**Exercise instructions**
[1] Restate the article on Raymond Koh, starting with "The then Inspector-General" and going on through "to Koh's house.", and substitute "abduction for ransom" for "kidnap-for-ransom".
[2] Write the next part of the article on Raymond Koh, picking up after its final sentence.

BEGIN Text extract

- Born: Raymond Koh Keng Joo 2 November 1954 Johor Bahru, Malaysia
- Disappeared: 13 February 2017 (aged 62) Petaling Jaya, Malaysia
- Status: Missing for 9 years, 3 months and 1 day
- Occupation: Christian pastor
- Spouse: Susanna Liew

= Raymond Koh =

Christian pastor from Malaysia

Raymond Koh Keng Joo (Chinese: 许景裕) (born 2 November 1954, Johor Bahru) is a Christian pastor from Malaysia who was abducted by the Royal Malaysia Police on 13 February 2017. In early November 2025, the Malaysian High Court found the Royal Malaysia Police, and by extension the Malaysian government liable for Koh's forced disappearance in 2017.

==Background==
Raymond Koh was a Malaysian Christian pastor in Malaysia who ran a non-governmental organization ('Komuniti Harapan') focusing on people living with HIV/AIDs, recovering addicts, single mothers and children. In 2011, Selangor State Islamic authorities investigated his organization over allegations that the group was working to convert Muslims to Christianity through its various social and charitable endeavors. Following the investigations Koh received a death threat. Proselytisation to Muslims is illegal in several Malaysian states. Koh is married to Susanna Liew.

==Kidnapping==
On 13 February 2017, Koh was abducted by a group of men in Petaling Jaya while on his way to a friend's house. It was captured on CCTV that at least 15 men in three black SUVs were part of the abduction. The Human Rights Commission of Malaysia concluded that these men were working for the Special Branch of the Royal Malaysian Police.

==Investigation==
Police arrested a man as part of investigations into the extortion of Koh's family, and later obtained an extension of his remand. However, the police say there is no clue to the pastor's whereabouts.

The then Inspector-General of Police, Khalid Abu Bakar, said authorities were investigating three possibilities: the first being the pastor's personal issues, second being extremist activities and third being kidnap-for-ransom.

There are possible links to Koh's role as a Christian activist at a time when Malaysia is moving to enforce stricter Islamic laws. The pastor was involved in a controversy in 2011, after being accused of proselytising Muslims. A box containing two bullets, with a note in written in Malay threatening his life, had been sent to Koh's house.

END Text extract
BEGIN Items

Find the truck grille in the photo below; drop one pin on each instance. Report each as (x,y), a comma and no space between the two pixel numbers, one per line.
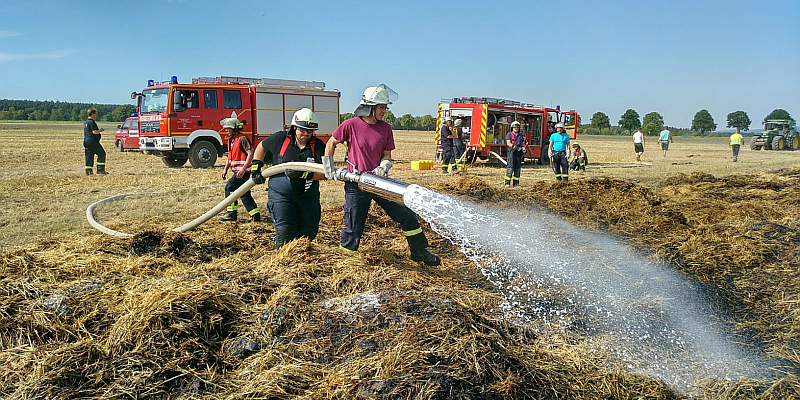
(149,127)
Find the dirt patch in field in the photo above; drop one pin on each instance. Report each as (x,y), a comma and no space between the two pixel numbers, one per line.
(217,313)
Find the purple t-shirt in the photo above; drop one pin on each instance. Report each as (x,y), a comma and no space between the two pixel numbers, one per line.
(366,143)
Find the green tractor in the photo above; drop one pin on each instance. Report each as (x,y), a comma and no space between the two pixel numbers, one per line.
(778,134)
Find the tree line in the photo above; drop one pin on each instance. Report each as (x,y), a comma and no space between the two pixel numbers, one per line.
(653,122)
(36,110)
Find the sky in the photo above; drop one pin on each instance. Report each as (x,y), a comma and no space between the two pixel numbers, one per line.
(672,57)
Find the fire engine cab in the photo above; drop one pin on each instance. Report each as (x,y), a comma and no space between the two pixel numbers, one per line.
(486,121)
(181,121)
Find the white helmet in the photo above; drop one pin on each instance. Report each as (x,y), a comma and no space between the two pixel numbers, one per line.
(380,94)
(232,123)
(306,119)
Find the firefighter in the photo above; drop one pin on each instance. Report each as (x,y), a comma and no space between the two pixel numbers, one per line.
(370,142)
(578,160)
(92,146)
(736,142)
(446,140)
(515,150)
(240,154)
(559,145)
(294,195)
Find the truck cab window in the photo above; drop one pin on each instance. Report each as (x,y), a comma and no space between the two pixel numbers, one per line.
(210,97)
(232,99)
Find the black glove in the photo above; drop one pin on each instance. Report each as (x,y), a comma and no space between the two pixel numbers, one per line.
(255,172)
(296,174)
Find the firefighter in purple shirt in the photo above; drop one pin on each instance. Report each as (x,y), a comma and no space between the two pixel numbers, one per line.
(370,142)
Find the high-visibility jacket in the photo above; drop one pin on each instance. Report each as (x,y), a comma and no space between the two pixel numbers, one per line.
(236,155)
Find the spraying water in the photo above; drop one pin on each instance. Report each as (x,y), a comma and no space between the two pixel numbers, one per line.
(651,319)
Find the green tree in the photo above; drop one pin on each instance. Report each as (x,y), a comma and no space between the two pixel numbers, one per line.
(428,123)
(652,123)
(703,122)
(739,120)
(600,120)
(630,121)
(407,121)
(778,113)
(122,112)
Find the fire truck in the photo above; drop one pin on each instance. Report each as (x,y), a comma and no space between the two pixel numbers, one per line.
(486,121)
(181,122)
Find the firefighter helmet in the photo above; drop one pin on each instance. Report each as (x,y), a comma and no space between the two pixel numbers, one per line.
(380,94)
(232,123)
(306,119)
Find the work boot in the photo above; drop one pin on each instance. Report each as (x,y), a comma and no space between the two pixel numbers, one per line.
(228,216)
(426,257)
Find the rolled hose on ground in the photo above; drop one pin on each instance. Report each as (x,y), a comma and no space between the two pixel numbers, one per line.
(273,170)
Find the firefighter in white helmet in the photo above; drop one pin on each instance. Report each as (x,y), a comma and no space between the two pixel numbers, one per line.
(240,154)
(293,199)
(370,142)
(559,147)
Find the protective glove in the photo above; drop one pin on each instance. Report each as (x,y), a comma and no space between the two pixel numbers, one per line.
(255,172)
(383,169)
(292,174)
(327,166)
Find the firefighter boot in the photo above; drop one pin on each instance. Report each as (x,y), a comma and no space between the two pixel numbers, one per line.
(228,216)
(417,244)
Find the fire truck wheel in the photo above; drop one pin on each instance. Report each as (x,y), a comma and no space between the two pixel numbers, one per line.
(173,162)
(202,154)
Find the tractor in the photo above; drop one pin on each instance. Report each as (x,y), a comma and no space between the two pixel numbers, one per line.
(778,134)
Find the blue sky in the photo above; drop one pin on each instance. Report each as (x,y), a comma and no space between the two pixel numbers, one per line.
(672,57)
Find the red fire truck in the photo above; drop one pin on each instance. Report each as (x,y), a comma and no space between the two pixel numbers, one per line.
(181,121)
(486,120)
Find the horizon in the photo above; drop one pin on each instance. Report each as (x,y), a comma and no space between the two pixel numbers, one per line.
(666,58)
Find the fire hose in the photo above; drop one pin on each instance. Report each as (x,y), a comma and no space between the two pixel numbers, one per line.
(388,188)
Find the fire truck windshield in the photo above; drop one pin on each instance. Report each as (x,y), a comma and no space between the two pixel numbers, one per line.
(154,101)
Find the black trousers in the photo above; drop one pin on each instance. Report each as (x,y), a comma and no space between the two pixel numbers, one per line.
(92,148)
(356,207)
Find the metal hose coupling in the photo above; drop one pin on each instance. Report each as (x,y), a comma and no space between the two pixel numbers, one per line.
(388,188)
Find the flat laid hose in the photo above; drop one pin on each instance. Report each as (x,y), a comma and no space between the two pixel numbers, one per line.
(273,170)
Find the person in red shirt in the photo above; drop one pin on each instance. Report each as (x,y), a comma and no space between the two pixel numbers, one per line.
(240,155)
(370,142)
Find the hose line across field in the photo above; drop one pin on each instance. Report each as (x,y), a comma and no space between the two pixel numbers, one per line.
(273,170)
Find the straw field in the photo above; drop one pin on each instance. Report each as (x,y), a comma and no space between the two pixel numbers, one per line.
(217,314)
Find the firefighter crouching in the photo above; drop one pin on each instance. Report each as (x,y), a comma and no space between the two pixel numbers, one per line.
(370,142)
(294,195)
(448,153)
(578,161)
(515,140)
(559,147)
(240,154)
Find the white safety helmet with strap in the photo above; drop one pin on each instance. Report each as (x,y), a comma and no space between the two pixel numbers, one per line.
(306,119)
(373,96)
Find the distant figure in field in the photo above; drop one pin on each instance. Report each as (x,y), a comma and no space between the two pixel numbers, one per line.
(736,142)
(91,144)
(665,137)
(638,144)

END Items

**Outputs by task**
[1]
The then Inspector-General of Police, Khalid Abu Bakar, said authorities were investigating three possibilities: the first being the pastor's personal issues, second being extremist activities and third being abduction for ransom.

There are possible links to Koh's role as a Christian activist at a time when Malaysia is moving to enforce stricter Islamic laws. The pastor was involved in a controversy in 2011, after being accused of proselytising Muslims. A box containing two bullets, with a note in written in Malay threatening his life, had been sent to Koh's house.

[2]
==Legal proceedings==
On 5 November 2025, the High Court of Malaya found that "one or more" of the police officials named in the lawsuit lodged by Koh's wife Susanna, and the Royal Malaysia Police as a whole were responsible for Koh's disappearance. The ruling also found the Malaysian government "vicariously liable" as those involved were considered public officials acting with the authority of the state. It ordered them to pay at least 31 million ringgit ($7.4 million) in damages following a lawsuit filed by Koh's wife. The ruling was the first of its kind in Malaysian history. In response, the Attorney General's Chamber announced they would appeal the verdict.

On 1 April 2026, the Malaysian government withdrew its appeal against the Kuala Lumpur High Court's decision to grant Pastor Koh's family access to a classified report. Following this, the Court of Appeal awarded RM 15,000 in costs to Koh's family. The Malaysian Bar's president Anand Raj welcomed the federal government's decision to withdraw its appeal.

==Responses==
Wan Azizah Wan Ismail, the Leader of the Opposition, compared Koh's abduction to that of another social activist, Amri Che Mat, who went missing in November 2016. Human rights group Hakam expressed concern over the apparent abduction of another pastor, Joshua Hilmi, and his wife Ruth who also went missing in November 2016.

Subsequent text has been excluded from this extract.